→ **Exercise 1**
Using the text on the Salvadoran left, answer these:
(a) Rubén Zamora was the presidential candidate of which coalition?
(b) What alternative did the owners of power present to the excluded?
(c) What does the text name as one of the fundamental causes of the war?
→ **Exercise 2**
Rewrite the stretch of the text on the Salvadoran left from "The war showed that this" through "for distributing power.", replacing "rebellion" with "revolt".

→ **Page extract**
■ ■ ■ ■
The left's response to two Historic Challenges

Rubén Zamora, presidential candidate of the left coalition CD-FMLN-MNR, spoke to envío shortly before the elections in El Salvador, analyzing in broad strokes the project, and dream, of the Salvadoran left.

Rubén Zamora

In my opinion, El Salvador is facing two key challenges with these elections. They are such enormous challenges that they will require all our creativity and efforts far beyond these elections and well into the coming decades. Only by resolving them may it become possible for us as a nation to enter the 21st century.

The Challenges Are Truly Historic

As a result of the prolonged war and its culmination in the peace negotiations, Salvadoran society has entered into a difficult transition process that carries with it these two fundamental and truly historic challenges.

The first is of a political character. I see it as a question: How will power be conceptualized and practiced from now on? For centuries, ever since the Spanish came to our country, political power here has been an instrument of exclusion. To the excluded, the owners of power have presented a simple, and simplistic, alternative: obedience or repression. Other mechanisms of relations between the governing and the governed were nearly totally rejected in the practice of political power, and thus were absent from the culture.

The war showed that this exercise of exclusive power was inefficient in the measure that, over 13 years, the war created, institutionalized and relatively legitimized a third alternative: those who refused to be submissive, to accept being obedient or repressed, declared themselves in rebellion. Not only that, they also "repressed" the other side at the point of a gun. The war showed that the tradition conception and practice of government as an instrument for concentrating power to one in which it is an instrument for distributing power.

The second challenge is of a socio-economic character. We all now recognize that social injustice, the abyss between the rich and poor, was one of the fundamental causes of the war. Nonetheless, the peace accords referred only slightly to these roots of the conflict and solutions were barely sketched out.

But the roots are still there. They go deep and must be cut out. The challenge, then, is to make the transition from an economy and a society that are capable of producing, but only for the concentration of wealth, to an economy and society that, by developing this already existing capacity, create the mechanisms for a just distribution of wealth. We must move from an exclusive, concentrated economy to one based on participation and equitable distribution.
■ ■ ■ ■
→ **Provided information**
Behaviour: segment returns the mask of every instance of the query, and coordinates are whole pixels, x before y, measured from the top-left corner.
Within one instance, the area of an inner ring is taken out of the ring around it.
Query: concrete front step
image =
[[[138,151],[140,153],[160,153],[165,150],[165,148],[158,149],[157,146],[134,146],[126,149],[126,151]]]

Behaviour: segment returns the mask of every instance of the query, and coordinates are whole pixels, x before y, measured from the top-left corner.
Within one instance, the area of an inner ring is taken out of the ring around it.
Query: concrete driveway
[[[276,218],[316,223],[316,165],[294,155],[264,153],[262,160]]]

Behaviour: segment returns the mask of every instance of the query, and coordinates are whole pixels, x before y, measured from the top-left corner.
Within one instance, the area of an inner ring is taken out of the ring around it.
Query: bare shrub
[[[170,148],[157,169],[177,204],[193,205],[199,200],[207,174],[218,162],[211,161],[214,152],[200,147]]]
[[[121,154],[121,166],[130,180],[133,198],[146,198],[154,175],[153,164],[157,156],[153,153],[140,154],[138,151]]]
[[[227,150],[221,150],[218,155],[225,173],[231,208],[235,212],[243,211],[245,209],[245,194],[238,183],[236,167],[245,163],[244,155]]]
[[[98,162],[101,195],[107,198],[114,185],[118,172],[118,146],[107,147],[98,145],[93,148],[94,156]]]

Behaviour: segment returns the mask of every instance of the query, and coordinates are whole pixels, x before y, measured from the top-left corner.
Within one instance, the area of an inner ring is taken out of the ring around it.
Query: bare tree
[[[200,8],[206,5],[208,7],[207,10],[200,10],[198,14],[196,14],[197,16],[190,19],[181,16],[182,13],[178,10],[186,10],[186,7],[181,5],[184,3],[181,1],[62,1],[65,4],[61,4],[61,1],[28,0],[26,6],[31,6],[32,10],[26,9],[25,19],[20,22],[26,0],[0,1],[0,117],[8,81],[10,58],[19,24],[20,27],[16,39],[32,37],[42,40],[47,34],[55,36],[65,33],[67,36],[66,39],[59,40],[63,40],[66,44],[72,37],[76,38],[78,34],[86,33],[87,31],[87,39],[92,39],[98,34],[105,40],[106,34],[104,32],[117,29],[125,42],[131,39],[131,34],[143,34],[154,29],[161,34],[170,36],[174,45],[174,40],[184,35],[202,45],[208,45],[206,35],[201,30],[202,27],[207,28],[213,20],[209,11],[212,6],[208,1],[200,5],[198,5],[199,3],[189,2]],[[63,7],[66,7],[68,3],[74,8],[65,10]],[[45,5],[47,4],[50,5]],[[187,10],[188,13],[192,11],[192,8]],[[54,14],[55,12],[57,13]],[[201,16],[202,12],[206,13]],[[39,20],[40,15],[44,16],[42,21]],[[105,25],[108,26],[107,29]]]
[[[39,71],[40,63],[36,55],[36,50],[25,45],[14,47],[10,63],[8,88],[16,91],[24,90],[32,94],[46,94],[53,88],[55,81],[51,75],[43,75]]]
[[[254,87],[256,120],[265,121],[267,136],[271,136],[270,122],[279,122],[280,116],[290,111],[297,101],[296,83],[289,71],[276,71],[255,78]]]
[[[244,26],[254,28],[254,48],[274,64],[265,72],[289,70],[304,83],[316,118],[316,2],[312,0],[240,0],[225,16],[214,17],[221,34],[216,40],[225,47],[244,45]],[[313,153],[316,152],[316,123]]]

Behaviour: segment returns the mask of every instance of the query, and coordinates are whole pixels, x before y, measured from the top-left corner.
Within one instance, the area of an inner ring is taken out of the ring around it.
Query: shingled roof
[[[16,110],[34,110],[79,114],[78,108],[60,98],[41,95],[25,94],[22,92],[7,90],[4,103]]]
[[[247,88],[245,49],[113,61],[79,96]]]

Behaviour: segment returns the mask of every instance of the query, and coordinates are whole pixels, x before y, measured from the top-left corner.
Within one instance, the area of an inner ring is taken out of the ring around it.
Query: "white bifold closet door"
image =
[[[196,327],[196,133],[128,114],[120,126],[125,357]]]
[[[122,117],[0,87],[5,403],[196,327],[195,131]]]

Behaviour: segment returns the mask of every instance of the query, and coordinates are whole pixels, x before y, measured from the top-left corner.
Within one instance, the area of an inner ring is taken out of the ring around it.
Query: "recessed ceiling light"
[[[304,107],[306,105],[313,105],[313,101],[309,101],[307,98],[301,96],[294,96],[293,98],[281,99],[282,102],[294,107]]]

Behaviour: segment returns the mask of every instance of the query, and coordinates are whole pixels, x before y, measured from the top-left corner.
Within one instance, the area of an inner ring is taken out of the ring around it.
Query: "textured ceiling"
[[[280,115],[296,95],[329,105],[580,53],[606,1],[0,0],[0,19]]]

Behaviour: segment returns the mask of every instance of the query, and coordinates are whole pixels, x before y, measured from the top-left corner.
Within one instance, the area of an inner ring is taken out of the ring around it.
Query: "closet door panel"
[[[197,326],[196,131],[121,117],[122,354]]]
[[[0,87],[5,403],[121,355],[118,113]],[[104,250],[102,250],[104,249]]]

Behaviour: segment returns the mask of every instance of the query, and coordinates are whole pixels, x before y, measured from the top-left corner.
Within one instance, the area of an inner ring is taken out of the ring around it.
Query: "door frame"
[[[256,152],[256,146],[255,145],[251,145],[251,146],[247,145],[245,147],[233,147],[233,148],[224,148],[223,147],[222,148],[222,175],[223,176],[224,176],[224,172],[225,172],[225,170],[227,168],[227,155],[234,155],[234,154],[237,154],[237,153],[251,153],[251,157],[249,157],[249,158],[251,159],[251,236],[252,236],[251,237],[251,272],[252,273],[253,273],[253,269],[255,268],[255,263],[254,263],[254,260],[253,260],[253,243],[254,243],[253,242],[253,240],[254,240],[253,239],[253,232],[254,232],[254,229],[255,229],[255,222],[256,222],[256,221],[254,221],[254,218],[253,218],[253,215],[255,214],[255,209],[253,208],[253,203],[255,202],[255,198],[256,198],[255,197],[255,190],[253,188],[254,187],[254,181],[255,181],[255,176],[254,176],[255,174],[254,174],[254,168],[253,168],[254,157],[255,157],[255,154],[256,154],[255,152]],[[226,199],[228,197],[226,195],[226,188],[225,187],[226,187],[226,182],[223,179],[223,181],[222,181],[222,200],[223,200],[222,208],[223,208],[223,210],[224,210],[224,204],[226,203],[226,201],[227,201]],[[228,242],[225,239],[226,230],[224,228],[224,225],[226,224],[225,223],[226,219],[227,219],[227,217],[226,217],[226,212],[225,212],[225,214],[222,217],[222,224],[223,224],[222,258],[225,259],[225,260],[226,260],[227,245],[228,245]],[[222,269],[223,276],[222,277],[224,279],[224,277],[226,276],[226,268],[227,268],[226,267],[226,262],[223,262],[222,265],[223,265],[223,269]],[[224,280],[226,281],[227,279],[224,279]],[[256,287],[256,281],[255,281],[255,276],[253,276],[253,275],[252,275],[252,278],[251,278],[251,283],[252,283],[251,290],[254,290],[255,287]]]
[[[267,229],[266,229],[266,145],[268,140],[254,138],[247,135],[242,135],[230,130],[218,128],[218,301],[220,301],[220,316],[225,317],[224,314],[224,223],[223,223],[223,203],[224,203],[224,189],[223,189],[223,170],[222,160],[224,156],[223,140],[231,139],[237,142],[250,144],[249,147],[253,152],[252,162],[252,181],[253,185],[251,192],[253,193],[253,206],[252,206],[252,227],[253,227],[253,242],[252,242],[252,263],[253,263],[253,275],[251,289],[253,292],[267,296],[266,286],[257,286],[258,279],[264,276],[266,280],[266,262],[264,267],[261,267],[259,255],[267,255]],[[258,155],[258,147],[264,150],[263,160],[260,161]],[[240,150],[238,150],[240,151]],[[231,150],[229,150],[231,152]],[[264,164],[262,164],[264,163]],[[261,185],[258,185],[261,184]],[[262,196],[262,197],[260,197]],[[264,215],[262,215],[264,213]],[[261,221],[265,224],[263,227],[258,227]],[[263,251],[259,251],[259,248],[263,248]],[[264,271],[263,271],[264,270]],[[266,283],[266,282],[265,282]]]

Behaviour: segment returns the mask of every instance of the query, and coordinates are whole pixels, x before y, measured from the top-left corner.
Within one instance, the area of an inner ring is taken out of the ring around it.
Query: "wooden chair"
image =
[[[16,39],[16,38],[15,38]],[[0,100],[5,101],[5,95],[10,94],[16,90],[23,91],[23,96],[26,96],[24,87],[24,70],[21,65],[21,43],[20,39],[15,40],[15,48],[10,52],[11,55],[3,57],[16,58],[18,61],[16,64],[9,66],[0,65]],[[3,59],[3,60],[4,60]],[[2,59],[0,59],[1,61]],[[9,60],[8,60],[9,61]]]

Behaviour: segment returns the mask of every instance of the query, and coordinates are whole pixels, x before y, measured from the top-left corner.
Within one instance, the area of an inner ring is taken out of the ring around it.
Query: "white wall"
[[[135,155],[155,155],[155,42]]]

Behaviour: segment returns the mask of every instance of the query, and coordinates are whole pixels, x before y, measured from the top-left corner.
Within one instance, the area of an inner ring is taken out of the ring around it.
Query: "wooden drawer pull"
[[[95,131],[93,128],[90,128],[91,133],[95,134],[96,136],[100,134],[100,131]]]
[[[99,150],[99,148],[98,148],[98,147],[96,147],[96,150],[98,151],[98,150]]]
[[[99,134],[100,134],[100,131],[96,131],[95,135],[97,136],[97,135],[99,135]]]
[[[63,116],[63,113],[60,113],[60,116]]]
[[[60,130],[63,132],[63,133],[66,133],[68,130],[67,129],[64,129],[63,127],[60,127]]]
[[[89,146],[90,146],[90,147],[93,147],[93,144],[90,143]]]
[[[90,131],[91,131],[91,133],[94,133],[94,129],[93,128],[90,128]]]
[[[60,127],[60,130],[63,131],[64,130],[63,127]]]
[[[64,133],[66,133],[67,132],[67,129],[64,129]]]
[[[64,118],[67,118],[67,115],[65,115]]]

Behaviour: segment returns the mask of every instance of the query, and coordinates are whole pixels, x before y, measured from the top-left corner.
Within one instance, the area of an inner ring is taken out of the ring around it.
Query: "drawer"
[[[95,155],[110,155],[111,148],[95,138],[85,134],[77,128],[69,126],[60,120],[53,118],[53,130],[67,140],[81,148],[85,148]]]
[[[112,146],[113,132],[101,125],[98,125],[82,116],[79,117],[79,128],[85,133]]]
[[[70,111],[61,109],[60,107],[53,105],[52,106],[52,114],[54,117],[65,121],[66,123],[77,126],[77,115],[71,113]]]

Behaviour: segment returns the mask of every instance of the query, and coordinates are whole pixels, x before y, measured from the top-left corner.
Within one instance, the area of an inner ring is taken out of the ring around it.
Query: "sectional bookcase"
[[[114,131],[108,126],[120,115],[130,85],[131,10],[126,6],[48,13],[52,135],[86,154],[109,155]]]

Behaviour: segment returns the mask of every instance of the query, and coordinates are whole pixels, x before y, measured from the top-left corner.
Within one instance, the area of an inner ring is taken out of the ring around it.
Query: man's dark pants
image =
■ ■ ■ ■
→ **Solution 1**
(a) The left coalition CD-FMLN-MNR.
(b) Obedience or repression.
(c) Social injustice, the abyss between the rich and poor.

→ **Solution 2**
The war showed that this exercise of exclusive power was inefficient in the measure that, over 13 years, the war created, institutionalized and relatively legitimized a third alternative: those who refused to be submissive, to accept being obedient or repressed, declared themselves in revolt. Not only that, they also "repressed" the other side at the point of a gun. The war showed that the tradition conception and practice of government as an instrument for concentrating power to one in which it is an instrument for distributing power.